YOUR TASKS:
**A)** Quote the archaeology passage between "Like the other" and "Ocean Bay tradition.", inclusive.
**B)** From the listing, pull out every line that contains the word "floor".

TEXT SEGMENT:
Heavily forested AFG-088 was collected along the eroding shore in 1971. At that time it seemed that evidence of both Late Ocean Bay (OB II) and Kachemak occupation was present. With this possibility in mind Clark and Dig Afognak staff returned to the site during the 1990s, made further collections from the shore and excavated three test pits. Stone artifacts of Ocean Bay II and Kachemak tradition types were found together at the same depth in the stony site deposit. Hence, it is unlikely that the site contains mixed material from two cultures of differing divergent ages. Instead, it is transitional with the characteristics of both. Three radiocarbon dates, of between 3000 and 3800 years ago, were obtained through the financial support of the Canadian Museum of Civilization. These dates fit the interpretation of a transition from Ocean Bay II to the Kachemak tradition. A fourth test pit excavated at the erosion exposure in 1999 by G. Carver and Clark also revealed an additional lower layer that may be older and Ocean Bay in affiliation. Further excavation is required to determine if that is the case. The site is nearly 90 yards long, though possibly the full extent was not occupied at any one time.
Like the other Kachemak salmon fishing camps, activity such as rigging nets and cleaning salmon took place on the shore and banks within a few yards of the water. Hence, the erosion that has taken place through the ages and especially after 1964 has washed many stone artifacts in the shore gravels. Implements found here include very numerous notched stone net weights of a size conspicuously larger than Late Kachemak net sinkers, large ovoid cobble mauls, grooved cobbles, cobble spall tools, a few flaked red chert points and small knives, planing adze bits, numerous ground slate ulu blades and also ground slate projectile points and double-edged knife or lance blades, a stone lamp and an ochre grinder hand stone. Much of the slate work was done according to techniques and styles characteristic of the antecedent Ocean Bay tradition.
The Ocean Bay Culture Vicinity
Three Ocean Bay tradition sites are located on a small islet across from transitional site AFG 088, down-river from AFG 088, and farther out on the esturary in a tiny islet.
The Ocean Bay Slate Site, AFG 011
The Slate site, together with the Roadcut site at Ocean Bay on Sitkalidak formed the initial basis for defining the Late Ocean Bay or OBII phase. It is located on a small mound-shaped islet on the northeast side of the Afognak River estuary across from AFG 088 and separated from the Kachemak AFG-010 by a gravel spit that since 1964 emerges only at low tide. It was discovered in 1964 after slate artifacts were found washed out from its fringes. A portion of the so-called Slate Site was excavated in 1971. By then it had suffered from erosion along the entire river face between, but subsequently the site and excavation walls were revegetated and “healed.” Artifacts, refuse, hearths and portions of houses occur throughout a four-foot thick soily deposit that extends along the river for 130 feet. Originally, there appears to have been much bone in the site matrix that has decayed and turned into soil except for ghostly traces. Only stone artifacts were recovered.

PROVIDED DATA:

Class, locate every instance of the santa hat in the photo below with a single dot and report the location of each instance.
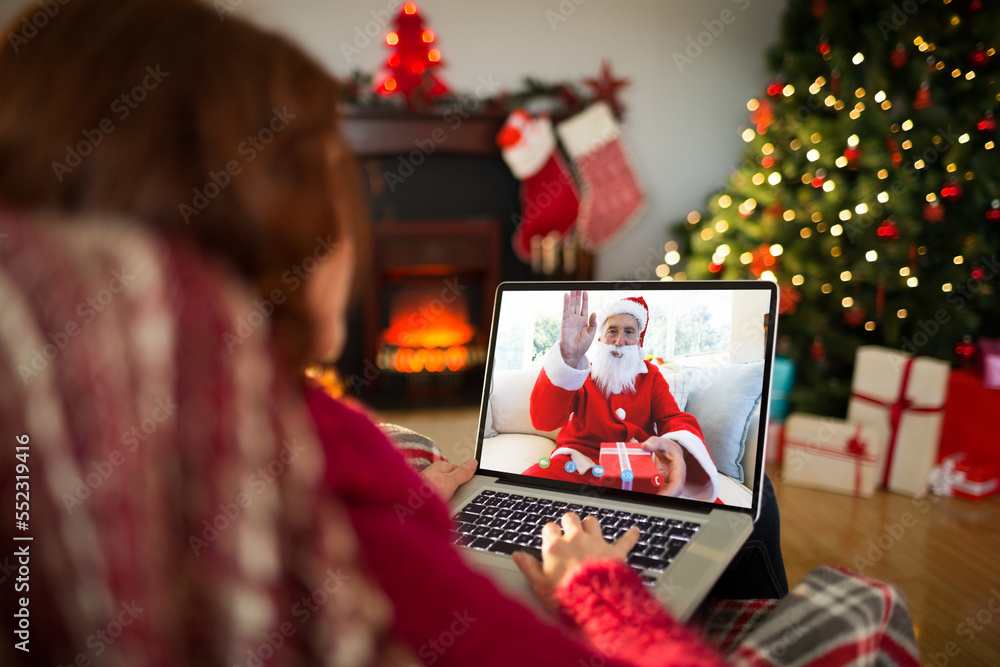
(634, 306)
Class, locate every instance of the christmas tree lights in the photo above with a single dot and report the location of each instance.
(870, 190)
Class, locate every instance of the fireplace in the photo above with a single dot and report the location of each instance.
(431, 306)
(443, 206)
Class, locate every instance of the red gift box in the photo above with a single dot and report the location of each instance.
(970, 418)
(989, 362)
(966, 478)
(627, 466)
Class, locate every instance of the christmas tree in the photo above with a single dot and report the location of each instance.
(410, 68)
(870, 189)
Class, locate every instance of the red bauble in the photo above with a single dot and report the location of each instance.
(853, 154)
(762, 260)
(993, 215)
(762, 116)
(854, 316)
(817, 350)
(888, 230)
(790, 298)
(898, 57)
(979, 57)
(988, 123)
(933, 212)
(966, 351)
(952, 191)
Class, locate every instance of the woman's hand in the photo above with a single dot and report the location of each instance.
(445, 477)
(564, 550)
(578, 330)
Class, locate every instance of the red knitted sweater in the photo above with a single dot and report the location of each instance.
(450, 615)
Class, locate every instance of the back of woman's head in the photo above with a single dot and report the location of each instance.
(188, 119)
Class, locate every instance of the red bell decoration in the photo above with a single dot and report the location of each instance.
(993, 214)
(898, 57)
(952, 191)
(933, 212)
(888, 230)
(979, 57)
(988, 123)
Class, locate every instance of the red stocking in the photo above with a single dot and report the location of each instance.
(549, 198)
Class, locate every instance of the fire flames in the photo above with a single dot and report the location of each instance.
(428, 333)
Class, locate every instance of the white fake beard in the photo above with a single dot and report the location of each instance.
(616, 375)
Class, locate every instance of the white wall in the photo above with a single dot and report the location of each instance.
(682, 123)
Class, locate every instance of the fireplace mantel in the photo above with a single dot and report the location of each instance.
(373, 134)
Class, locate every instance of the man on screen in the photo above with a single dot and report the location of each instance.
(617, 397)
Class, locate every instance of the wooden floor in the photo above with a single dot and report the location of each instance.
(943, 553)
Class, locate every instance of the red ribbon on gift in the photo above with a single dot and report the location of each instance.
(856, 446)
(856, 451)
(896, 410)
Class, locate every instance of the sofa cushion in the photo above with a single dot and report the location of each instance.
(509, 403)
(723, 400)
(514, 452)
(679, 380)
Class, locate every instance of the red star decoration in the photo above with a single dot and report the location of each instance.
(605, 88)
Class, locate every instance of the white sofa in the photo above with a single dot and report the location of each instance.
(511, 443)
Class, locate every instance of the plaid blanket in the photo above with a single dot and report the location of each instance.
(833, 617)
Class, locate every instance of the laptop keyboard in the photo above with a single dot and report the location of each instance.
(503, 523)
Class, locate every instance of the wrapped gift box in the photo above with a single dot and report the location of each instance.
(832, 454)
(905, 395)
(963, 477)
(970, 418)
(627, 466)
(989, 362)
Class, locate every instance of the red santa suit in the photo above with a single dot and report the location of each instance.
(568, 398)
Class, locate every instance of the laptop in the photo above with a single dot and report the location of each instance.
(713, 342)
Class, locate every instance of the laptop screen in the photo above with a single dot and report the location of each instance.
(654, 392)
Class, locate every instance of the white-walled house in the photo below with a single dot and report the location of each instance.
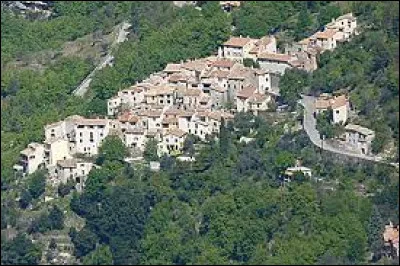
(340, 106)
(258, 103)
(237, 48)
(135, 138)
(55, 150)
(172, 140)
(291, 171)
(242, 98)
(346, 25)
(326, 39)
(31, 158)
(73, 169)
(275, 62)
(359, 138)
(266, 44)
(89, 135)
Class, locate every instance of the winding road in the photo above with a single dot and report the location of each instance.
(121, 37)
(310, 124)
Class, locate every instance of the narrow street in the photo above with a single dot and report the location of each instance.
(310, 124)
(121, 37)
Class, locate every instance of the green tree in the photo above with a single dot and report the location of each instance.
(303, 25)
(64, 189)
(26, 199)
(375, 233)
(112, 149)
(84, 241)
(37, 183)
(150, 151)
(188, 145)
(328, 13)
(292, 84)
(20, 250)
(100, 256)
(56, 218)
(52, 244)
(224, 138)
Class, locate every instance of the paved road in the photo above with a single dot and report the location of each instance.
(121, 37)
(310, 128)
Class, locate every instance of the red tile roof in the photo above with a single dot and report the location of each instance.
(237, 42)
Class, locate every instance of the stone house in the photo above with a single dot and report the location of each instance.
(275, 62)
(359, 138)
(31, 159)
(73, 169)
(340, 106)
(89, 135)
(237, 48)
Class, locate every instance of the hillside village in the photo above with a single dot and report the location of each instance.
(195, 97)
(261, 142)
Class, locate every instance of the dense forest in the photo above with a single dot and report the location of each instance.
(229, 206)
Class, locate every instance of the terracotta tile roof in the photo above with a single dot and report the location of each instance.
(254, 50)
(219, 89)
(348, 16)
(177, 77)
(339, 101)
(275, 57)
(246, 92)
(257, 98)
(170, 120)
(226, 63)
(237, 42)
(128, 117)
(58, 123)
(325, 103)
(204, 99)
(172, 111)
(359, 129)
(68, 163)
(135, 131)
(91, 122)
(172, 68)
(151, 113)
(218, 115)
(192, 92)
(325, 34)
(304, 41)
(219, 74)
(186, 113)
(160, 90)
(197, 65)
(175, 132)
(30, 149)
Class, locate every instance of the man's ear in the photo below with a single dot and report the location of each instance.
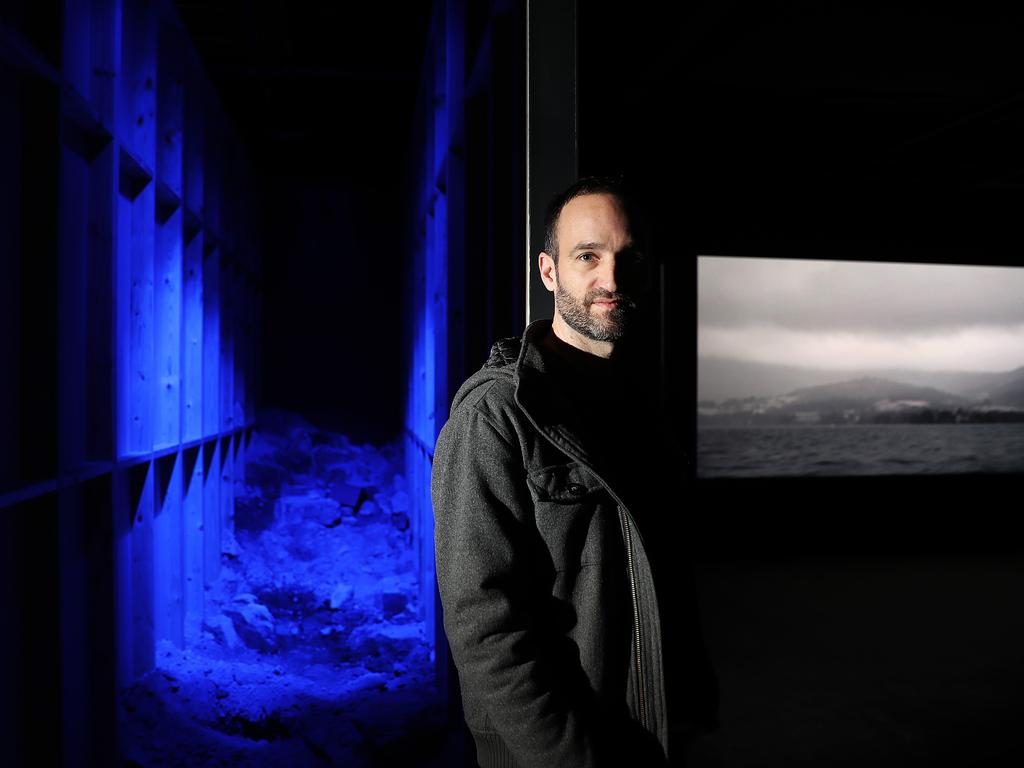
(546, 263)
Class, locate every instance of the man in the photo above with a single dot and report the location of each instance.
(557, 512)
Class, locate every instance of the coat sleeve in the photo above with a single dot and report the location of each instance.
(488, 571)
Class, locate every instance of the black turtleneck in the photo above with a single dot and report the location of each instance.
(607, 409)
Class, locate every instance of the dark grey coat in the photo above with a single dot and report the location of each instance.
(545, 580)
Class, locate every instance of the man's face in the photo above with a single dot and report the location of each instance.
(598, 274)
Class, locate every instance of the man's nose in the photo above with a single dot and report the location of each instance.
(607, 278)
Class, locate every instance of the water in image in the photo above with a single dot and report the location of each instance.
(859, 450)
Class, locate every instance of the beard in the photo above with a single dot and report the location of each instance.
(577, 313)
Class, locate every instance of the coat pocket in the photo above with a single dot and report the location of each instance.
(572, 513)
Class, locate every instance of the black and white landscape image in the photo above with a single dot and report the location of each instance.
(849, 368)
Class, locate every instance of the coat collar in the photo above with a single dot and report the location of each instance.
(545, 404)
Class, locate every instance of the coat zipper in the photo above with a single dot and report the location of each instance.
(638, 637)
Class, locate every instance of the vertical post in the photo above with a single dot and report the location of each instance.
(552, 136)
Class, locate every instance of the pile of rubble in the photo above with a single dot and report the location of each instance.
(311, 643)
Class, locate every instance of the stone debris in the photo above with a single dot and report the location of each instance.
(313, 625)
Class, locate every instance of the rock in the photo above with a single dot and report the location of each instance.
(399, 502)
(393, 640)
(252, 513)
(342, 594)
(308, 507)
(254, 624)
(327, 458)
(392, 603)
(222, 630)
(346, 495)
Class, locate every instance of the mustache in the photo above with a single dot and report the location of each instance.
(622, 298)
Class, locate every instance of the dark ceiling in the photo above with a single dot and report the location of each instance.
(314, 88)
(892, 121)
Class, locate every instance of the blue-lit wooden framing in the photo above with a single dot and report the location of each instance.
(129, 345)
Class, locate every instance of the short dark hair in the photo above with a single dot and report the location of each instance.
(616, 186)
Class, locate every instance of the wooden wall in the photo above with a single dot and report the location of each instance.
(128, 306)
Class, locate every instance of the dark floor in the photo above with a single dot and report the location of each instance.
(882, 662)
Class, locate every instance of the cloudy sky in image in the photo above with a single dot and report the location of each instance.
(842, 314)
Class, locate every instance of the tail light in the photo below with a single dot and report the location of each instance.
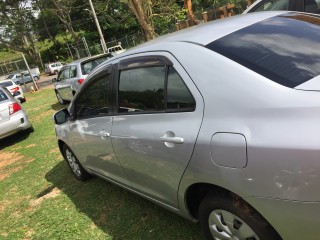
(14, 107)
(15, 89)
(80, 81)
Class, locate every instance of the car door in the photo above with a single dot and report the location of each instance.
(91, 130)
(159, 116)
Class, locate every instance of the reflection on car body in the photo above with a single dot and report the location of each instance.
(229, 137)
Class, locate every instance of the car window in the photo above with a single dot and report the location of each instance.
(3, 96)
(141, 90)
(273, 5)
(179, 97)
(6, 84)
(93, 102)
(73, 71)
(64, 74)
(260, 48)
(312, 6)
(153, 89)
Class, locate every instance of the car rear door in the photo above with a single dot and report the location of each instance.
(159, 116)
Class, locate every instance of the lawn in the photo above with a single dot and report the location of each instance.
(40, 198)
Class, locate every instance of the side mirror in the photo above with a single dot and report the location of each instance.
(17, 93)
(61, 117)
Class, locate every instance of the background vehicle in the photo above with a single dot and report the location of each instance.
(229, 136)
(53, 68)
(13, 117)
(14, 89)
(73, 75)
(24, 77)
(310, 6)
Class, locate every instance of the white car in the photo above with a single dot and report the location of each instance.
(13, 118)
(14, 89)
(53, 68)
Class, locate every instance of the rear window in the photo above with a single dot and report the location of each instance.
(6, 84)
(285, 49)
(3, 96)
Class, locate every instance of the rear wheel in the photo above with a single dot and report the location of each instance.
(74, 164)
(225, 217)
(60, 99)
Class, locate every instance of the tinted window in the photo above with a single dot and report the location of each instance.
(273, 5)
(3, 96)
(285, 48)
(88, 66)
(142, 89)
(6, 84)
(93, 102)
(179, 97)
(312, 6)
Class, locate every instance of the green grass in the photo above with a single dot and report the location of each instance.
(40, 198)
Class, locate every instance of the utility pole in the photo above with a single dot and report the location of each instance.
(103, 43)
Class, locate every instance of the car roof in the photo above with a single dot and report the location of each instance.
(205, 33)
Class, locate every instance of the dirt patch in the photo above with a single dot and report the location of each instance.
(52, 194)
(7, 160)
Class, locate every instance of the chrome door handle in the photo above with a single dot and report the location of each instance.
(104, 134)
(176, 140)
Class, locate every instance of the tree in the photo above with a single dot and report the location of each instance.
(17, 19)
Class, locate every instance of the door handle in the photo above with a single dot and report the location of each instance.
(176, 140)
(104, 134)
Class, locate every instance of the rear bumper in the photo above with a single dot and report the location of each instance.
(17, 123)
(291, 219)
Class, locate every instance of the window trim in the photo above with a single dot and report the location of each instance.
(144, 59)
(105, 72)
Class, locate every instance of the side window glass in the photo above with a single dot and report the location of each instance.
(93, 102)
(73, 71)
(311, 6)
(141, 90)
(179, 97)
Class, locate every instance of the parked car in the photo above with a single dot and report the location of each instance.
(20, 78)
(14, 89)
(72, 76)
(218, 123)
(53, 68)
(13, 118)
(115, 50)
(310, 6)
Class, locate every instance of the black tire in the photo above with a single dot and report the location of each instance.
(220, 211)
(78, 171)
(60, 99)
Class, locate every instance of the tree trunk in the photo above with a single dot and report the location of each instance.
(190, 13)
(140, 10)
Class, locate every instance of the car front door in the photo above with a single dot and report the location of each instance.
(159, 116)
(63, 83)
(91, 130)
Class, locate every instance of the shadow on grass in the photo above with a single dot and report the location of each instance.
(57, 106)
(119, 213)
(15, 138)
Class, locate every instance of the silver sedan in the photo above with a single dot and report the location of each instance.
(219, 123)
(13, 118)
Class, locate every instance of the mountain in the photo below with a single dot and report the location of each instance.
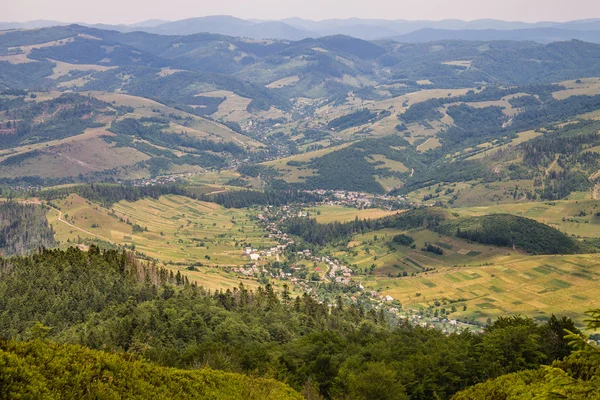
(368, 29)
(231, 26)
(151, 23)
(29, 25)
(540, 35)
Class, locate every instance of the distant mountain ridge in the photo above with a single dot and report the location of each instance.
(366, 29)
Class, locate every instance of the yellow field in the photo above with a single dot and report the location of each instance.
(296, 174)
(491, 281)
(179, 229)
(325, 214)
(290, 80)
(536, 286)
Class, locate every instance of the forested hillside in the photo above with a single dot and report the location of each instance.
(41, 369)
(111, 301)
(23, 229)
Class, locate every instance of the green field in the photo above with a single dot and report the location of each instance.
(536, 286)
(326, 213)
(180, 232)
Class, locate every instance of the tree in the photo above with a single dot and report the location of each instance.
(377, 381)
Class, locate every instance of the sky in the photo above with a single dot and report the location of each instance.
(131, 11)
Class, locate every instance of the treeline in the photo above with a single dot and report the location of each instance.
(503, 230)
(64, 116)
(350, 169)
(512, 231)
(23, 228)
(109, 194)
(575, 377)
(107, 300)
(321, 234)
(427, 110)
(356, 118)
(249, 198)
(152, 130)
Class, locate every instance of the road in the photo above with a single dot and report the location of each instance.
(76, 227)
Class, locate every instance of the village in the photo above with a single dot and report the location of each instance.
(269, 263)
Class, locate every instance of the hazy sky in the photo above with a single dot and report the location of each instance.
(129, 11)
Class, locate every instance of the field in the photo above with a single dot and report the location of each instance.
(536, 286)
(325, 214)
(297, 174)
(488, 280)
(390, 260)
(176, 229)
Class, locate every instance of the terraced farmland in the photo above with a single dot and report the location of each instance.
(170, 229)
(536, 286)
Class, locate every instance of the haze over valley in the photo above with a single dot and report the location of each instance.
(326, 208)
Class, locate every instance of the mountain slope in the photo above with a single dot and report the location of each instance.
(39, 369)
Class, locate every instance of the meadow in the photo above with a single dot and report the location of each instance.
(535, 286)
(327, 213)
(489, 281)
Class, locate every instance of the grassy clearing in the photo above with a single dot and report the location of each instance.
(579, 87)
(176, 229)
(290, 80)
(297, 174)
(521, 138)
(326, 214)
(536, 286)
(178, 232)
(389, 259)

ANSWER LIST:
**A)**
Like the other Kachemak salmon fishing camps, activity such as rigging nets and cleaning salmon took place on the shore and banks within a few yards of the water. Hence, the erosion that has taken place through the ages and especially after 1964 has washed many stone artifacts in the shore gravels. Implements found here include very numerous notched stone net weights of a size conspicuously larger than Late Kachemak net sinkers, large ovoid cobble mauls, grooved cobbles, cobble spall tools, a few flaked red chert points and small knives, planing adze bits, numerous ground slate ulu blades and also ground slate projectile points and double-edged knife or lance blades, a stone lamp and an ochre grinder hand stone. Much of the slate work was done according to techniques and styles characteristic of the antecedent Ocean Bay tradition.

**B)**
Class, locate every instance of the wooden floor in the photo above with a single dot and report the location of each instance.
Class, locate every instance of the dark floor in the photo above with a single dot and report the location of each instance.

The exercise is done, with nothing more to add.